:: EXERCISE ::
Reproduce word for word the part of the fishing forum thread below, starting at "3. Threaten to" and ending at "the dog park.".

:: SELECTED TEXT ::
——————

I can't wait to hear yours.
I'm aware that this thread may get moved. I'll keep you posted if it does and hope you all will as well.
Lets have some fun with this!


Posted using Outdoor Hub Campfire


----------



## zeppelin_2000 (Jul 2, 2006)

Be it lake, river, stream.

1. Carry your yak, inner tube, aluminum boat, ect down and throw it into the lake in the middle of bank fishermen then ask if your catching anything and where you should fish.( could have used boat launch or clear spot you passed 50 yards back closer to your car that had no one fishing.

2. Beach your $60,000 boat ( that's five times bigger than you need for the lake )right on the shore next to a fisherman just to let off 3 drunken women to use the bathrooms because you didn't get a toilet or didn't want to clean it. then when they get back blast off at full power back 40 feet then anchor and throw five feet from the bank fisherman's line.

3. Threaten to sue fisherman for hooking your dog in the water when it runs full speed into lake right into your bobber. I love animals also but on a park trail keep them on a leash when not in the dog park.

4. Please I'm not a free babysitter for your kids when you are fishing, don't get me wrong I enjoy kids and do take friends, ect kids out fishing I don't fish just help the kids, but keeping your four 2-3 year olds out of my tackle for safety sake all afternoon ain't fun for me.

5. Bring baseball team to park for meal after game carry picnic table closer to lake for better view is great. I enjoyed watching the kids have fun also but then take off leaving all your fast food trash and picnic table for me to clean up and drag table back( I'm disable with bad back ) not so much fun.

I never said one bad thing to these folks even the owner of the puppy (biggest beagle I ever caught) 
Who offered to give me a new nose.

I enjoyed the time spent outdoors even with your annoyance and ignorance.

Sent from my BN NookHD+ using Ohub Campfire mobile app


----------



## sammerguy (Jun 7, 2011)

Let your untrained dog off its leash on the trail and get mad at me when I threaten to kill it next time it charges me barking fiercely.


----------



## Mr. A (Apr 23, 2012)

I would just like to say (AGAIN) when a guy is fishing a pond, even though it is public, and you have your dog with you, please think before you ENCOURAGE your retriever to chase the frog I'm throwing. Screw you if you got mad at me for going ape s*#t and scaring your dog out of the water but removing a 5/8oz frog from his throat would have been a lot worse for him! And honestly, did you really think that was a good idea. If you "thought" I was throwing a regular lure not a "frog looking thing" why would you think I was in the wrong? Sorry, this thread came at the perfect time for me to rant! Thanks for letting me get that out.

Mr. A


----------



## gibson330usa (May 15, 2012)

- run your canoe into a wading angler as you lose control of your vessel coming through a nice riffle and then yell at the girl in the from of your canoe to do a better job of steering!

——————

:: GIVEN DATA ::

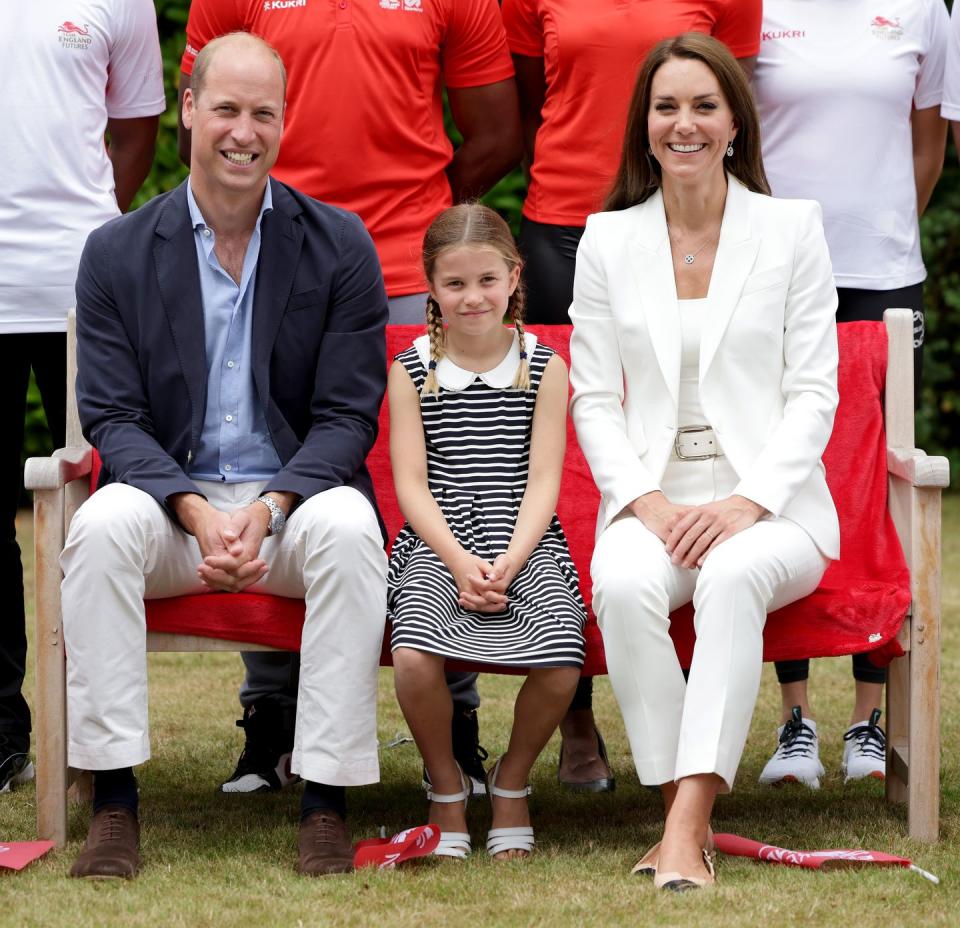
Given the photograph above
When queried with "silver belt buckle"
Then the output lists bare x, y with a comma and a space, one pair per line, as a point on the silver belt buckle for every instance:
702, 445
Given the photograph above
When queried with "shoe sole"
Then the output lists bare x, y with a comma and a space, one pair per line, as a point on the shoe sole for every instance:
603, 785
24, 776
789, 780
873, 775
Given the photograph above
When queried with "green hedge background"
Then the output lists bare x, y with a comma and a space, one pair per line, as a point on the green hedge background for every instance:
938, 421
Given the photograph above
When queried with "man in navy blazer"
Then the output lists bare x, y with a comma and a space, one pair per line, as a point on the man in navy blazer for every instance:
231, 365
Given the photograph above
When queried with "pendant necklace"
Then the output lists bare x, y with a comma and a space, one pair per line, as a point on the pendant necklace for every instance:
692, 256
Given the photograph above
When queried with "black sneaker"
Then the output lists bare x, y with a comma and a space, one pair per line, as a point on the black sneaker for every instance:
264, 765
465, 730
15, 766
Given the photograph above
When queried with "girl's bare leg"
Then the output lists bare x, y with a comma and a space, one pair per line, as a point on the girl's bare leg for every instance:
541, 703
688, 818
425, 700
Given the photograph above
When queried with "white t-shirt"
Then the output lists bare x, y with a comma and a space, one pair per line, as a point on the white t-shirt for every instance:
835, 82
67, 65
951, 83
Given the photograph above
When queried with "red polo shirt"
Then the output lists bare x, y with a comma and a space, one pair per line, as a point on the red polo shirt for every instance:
591, 55
364, 121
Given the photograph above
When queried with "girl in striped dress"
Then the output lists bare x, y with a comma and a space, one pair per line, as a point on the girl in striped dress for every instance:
481, 570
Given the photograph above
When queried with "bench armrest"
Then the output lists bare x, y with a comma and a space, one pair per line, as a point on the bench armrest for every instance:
54, 473
917, 468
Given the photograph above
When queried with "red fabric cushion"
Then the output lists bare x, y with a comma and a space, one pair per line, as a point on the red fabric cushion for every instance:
859, 606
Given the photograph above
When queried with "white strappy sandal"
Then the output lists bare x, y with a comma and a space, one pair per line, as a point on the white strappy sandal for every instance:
519, 838
454, 844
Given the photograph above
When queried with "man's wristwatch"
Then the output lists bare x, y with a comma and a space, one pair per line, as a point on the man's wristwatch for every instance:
277, 517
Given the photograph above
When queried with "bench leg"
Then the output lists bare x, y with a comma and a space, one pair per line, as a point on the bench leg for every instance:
50, 699
924, 785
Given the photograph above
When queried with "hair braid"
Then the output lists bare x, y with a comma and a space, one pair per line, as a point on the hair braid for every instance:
431, 385
516, 306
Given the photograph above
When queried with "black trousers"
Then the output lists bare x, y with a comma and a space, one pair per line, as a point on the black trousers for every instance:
550, 257
859, 306
46, 354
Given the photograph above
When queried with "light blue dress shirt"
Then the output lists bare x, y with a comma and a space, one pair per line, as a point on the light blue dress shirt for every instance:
235, 443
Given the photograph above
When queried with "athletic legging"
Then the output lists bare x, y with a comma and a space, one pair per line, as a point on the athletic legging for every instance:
857, 306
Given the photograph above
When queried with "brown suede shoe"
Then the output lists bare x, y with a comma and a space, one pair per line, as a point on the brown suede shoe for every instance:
111, 850
325, 846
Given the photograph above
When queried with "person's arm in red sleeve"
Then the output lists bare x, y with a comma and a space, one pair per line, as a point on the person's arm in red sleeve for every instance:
488, 117
738, 27
478, 75
532, 91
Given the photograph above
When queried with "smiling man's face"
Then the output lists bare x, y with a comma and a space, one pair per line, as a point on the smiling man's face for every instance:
236, 121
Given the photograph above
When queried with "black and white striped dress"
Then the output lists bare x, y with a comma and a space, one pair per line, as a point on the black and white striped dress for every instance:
477, 432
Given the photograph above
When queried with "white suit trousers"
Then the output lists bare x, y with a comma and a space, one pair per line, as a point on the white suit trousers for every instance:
676, 728
122, 548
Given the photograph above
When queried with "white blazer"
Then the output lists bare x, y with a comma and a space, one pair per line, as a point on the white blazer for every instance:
768, 355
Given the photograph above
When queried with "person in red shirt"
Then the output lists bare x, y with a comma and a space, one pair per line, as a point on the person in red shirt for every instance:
576, 65
364, 130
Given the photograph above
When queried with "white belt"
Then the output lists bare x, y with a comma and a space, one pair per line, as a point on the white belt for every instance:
696, 443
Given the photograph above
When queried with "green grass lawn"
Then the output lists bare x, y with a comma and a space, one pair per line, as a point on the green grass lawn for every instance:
210, 859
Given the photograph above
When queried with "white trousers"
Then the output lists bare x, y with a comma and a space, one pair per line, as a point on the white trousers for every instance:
676, 728
122, 548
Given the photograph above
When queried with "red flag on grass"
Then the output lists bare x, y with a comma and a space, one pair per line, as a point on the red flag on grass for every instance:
15, 855
386, 853
813, 860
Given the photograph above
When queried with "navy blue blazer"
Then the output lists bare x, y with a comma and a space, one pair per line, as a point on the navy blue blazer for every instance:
319, 346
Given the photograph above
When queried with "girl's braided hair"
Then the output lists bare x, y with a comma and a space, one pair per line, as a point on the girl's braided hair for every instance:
477, 226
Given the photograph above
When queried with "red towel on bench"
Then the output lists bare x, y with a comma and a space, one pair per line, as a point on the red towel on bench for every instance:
859, 606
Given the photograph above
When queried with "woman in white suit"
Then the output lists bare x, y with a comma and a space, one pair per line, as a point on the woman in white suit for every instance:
704, 361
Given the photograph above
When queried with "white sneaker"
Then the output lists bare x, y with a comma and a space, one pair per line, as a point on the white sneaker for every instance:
865, 750
797, 758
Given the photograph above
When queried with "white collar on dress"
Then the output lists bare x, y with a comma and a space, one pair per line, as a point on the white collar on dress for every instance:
451, 377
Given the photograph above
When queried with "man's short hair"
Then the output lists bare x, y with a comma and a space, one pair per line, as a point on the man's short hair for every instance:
202, 62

——————

:: OUTPUT OF THE TASK ::
3. Threaten to sue fisherman for hooking your dog in the water when it runs full speed into lake right into your bobber. I love animals also but on a park trail keep them on a leash when not in the dog park.